» **EXERCISE INPUT**:
+++
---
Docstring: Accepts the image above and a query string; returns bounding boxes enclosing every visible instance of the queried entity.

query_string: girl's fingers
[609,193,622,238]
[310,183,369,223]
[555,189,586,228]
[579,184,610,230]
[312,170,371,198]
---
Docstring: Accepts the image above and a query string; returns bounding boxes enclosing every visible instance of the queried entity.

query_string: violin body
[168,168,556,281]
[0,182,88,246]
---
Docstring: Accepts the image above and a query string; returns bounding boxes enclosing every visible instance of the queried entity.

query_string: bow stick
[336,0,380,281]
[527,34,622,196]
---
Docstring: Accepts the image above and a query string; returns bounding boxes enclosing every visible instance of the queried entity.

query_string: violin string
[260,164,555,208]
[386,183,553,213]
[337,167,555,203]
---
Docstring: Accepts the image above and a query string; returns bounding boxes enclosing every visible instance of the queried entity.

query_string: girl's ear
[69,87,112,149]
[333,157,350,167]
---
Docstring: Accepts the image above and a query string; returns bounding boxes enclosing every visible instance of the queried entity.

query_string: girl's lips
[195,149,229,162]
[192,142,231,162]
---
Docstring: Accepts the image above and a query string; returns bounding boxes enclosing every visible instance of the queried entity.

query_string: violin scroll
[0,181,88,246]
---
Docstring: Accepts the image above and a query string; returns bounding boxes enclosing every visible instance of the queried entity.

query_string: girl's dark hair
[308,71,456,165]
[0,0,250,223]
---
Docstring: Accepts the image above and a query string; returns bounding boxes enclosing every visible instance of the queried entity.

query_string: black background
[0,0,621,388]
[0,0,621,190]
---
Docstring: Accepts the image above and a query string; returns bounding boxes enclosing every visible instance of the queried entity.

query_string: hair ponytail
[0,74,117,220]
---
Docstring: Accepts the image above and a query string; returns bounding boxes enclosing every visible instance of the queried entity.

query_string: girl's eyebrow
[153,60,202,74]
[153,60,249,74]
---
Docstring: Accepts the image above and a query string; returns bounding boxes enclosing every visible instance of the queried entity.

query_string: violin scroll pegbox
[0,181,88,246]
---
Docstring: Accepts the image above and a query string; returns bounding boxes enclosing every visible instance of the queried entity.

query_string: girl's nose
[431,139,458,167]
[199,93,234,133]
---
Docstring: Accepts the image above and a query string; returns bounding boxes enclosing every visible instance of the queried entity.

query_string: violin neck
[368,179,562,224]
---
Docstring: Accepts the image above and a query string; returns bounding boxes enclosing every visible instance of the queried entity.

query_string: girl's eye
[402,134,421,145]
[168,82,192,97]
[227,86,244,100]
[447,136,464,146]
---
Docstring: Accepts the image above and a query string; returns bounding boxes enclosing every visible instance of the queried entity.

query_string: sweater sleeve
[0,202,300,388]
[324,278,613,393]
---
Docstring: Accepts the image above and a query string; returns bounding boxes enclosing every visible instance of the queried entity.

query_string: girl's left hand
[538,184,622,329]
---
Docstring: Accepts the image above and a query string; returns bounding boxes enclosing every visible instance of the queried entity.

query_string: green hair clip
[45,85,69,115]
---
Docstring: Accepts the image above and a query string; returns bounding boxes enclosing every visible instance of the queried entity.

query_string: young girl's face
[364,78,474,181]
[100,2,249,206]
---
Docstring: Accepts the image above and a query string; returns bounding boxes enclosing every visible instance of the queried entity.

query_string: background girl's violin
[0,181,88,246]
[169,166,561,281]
+++
» **WHAT NEEDS TO BE DONE**: Express every one of the records above as a two-column CSV headed input_text and output_text, with one row per record: the record's text in the first column and its answer in the second. Enclose each field in double quotes and replace any line breaks within a field with spaces.

» **SOLUTION**:
input_text,output_text
"--- Docstring: Accepts the image above and a query string; returns bounding boxes enclosing every visible instance of the queried entity. query_string: girl's fingers","[609,193,622,238] [310,183,369,223] [555,189,586,228] [579,184,610,230] [312,170,371,198]"
"--- Docstring: Accepts the image above and a query string; returns bounding boxes enclosing every visible instance of the queried entity. query_string: violin body","[168,168,556,281] [0,182,88,246]"
"--- Docstring: Accepts the image above and a query string; returns bounding boxes enclosing every visible instance of the queried entity. query_string: bow stick","[336,0,380,281] [527,34,622,196]"
"--- Docstring: Accepts the image above and a query string; returns bounding boxes enclosing every visible instance of the queried entity. query_string: violin string","[260,164,555,208] [386,183,553,213] [337,167,555,203]"
"--- Docstring: Accepts the image above and a query string; returns bounding boxes enclosing every visible instance of the queried entity. query_string: girl's ear","[69,87,112,149] [333,157,350,167]"
"--- Docstring: Accepts the image above and a query string; returns bounding boxes enclosing every visible instance of the queried entity. query_string: girl's lips","[195,149,229,162] [192,142,231,162]"
"--- Docstring: Accepts the image above and a query string; returns bounding boxes enclosing every visible instance of the queried entity. query_string: violin scroll","[0,181,88,246]"
"--- Docstring: Accepts the image above and a query string; returns bounding boxes enclosing every visible instance of the queried entity. query_string: girl's dark hair","[308,71,456,165] [0,0,250,223]"
"--- Docstring: Accepts the image above and a query string; returns bounding boxes enclosing every visible instance of the queried entity. query_string: black background","[0,0,621,388] [0,0,621,190]"
"--- Docstring: Accepts the image above and a query string; returns bounding boxes enclosing every visible instance of the queried entity. query_string: hair ponytail","[0,74,117,220]"
"--- Docstring: Accepts the image above and a query string; returns bounding boxes enclosing every visible instance of the queried entity. query_string: girl's eyebrow","[153,60,202,74] [153,60,249,74]"
"--- Docstring: Accepts the image above and a query string; returns bounding boxes enclosing every visible instance of the queried entity. query_string: violin scroll pegbox","[0,181,88,246]"
"--- Docstring: Accepts the image above and a query string; returns bounding boxes enclosing every visible instance of the queried entity. query_string: girl's nose","[431,139,458,167] [199,93,234,133]"
"--- Docstring: Accepts the image above and a query string; returns bounding boxes enclosing every visible instance of the queried entity. query_string: violin neck","[368,179,562,224]"
"--- Docstring: Accepts the image above and a query string; returns bounding boxes enclosing every visible instance of the queried entity. query_string: girl's eye","[402,134,421,145] [168,82,192,97] [227,86,244,100] [447,136,464,146]"
"--- Docstring: Accepts the image above and a query string; returns bounding boxes enclosing every visible instance of the queried entity. query_string: sweater sleeve","[0,202,300,388] [324,278,613,393]"
"--- Docstring: Accepts the image above and a query string; returns bounding boxes enclosing every visible instance of the queried entity. query_string: girl's left hand","[538,184,622,329]"
"--- Docstring: Accepts the image above and a query string; returns bounding boxes enclosing every visible instance of the queried entity. query_string: green hair clip","[45,85,69,115]"
"--- Docstring: Accepts the image above and a query string; returns bounding boxes enclosing every visible instance of the queried entity. query_string: young girl's face","[364,78,474,181] [100,2,249,206]"
"--- Docstring: Accepts the image above and a query string; returns bounding boxes enclosing every visible instance of the queried entity. query_string: background girl's violin","[0,181,88,246] [169,166,561,281]"